====== Provided records

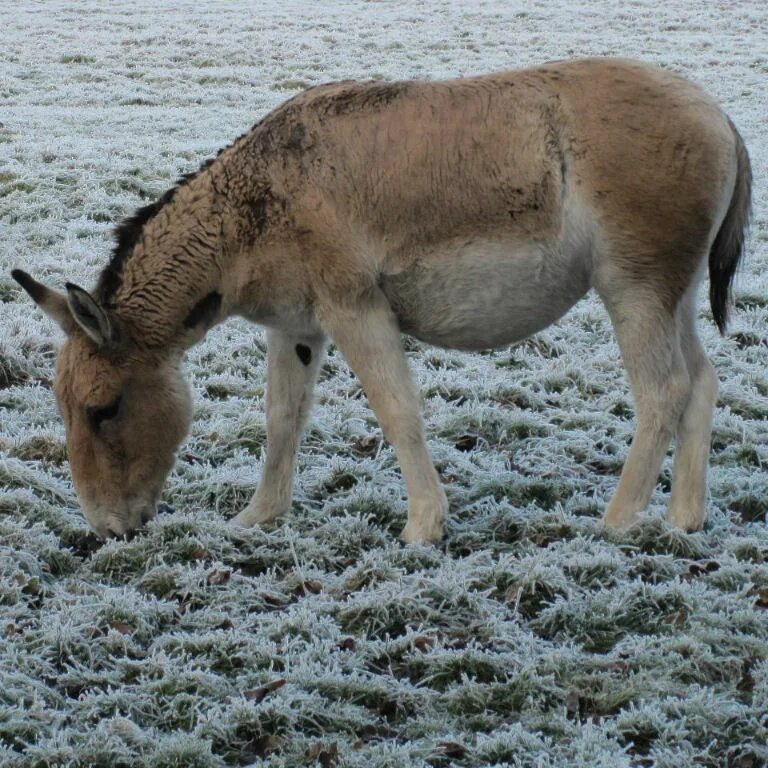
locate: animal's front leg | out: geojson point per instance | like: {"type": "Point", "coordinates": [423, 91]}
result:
{"type": "Point", "coordinates": [292, 365]}
{"type": "Point", "coordinates": [369, 338]}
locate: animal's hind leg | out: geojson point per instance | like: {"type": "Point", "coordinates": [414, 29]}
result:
{"type": "Point", "coordinates": [292, 365]}
{"type": "Point", "coordinates": [649, 340]}
{"type": "Point", "coordinates": [694, 430]}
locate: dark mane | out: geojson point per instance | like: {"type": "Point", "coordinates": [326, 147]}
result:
{"type": "Point", "coordinates": [128, 233]}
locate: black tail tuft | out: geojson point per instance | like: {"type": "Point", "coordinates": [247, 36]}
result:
{"type": "Point", "coordinates": [728, 247]}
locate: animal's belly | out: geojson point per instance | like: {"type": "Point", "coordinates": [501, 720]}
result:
{"type": "Point", "coordinates": [484, 295]}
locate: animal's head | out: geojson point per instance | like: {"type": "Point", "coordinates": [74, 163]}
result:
{"type": "Point", "coordinates": [126, 410]}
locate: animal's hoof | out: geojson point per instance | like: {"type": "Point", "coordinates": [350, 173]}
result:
{"type": "Point", "coordinates": [422, 534]}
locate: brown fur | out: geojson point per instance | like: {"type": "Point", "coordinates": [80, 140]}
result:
{"type": "Point", "coordinates": [347, 198]}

============

Required task: Reproduce the records from the line with "locate: animal's hoof" through the end of the records, requests included, and raise every coordinate in the answers by 63.

The response:
locate: animal's hoof | out: geojson point per instance | like: {"type": "Point", "coordinates": [350, 173]}
result:
{"type": "Point", "coordinates": [485, 597]}
locate: brown fur | out: geojson point per instance | like: {"type": "Point", "coordinates": [80, 140]}
result:
{"type": "Point", "coordinates": [410, 261]}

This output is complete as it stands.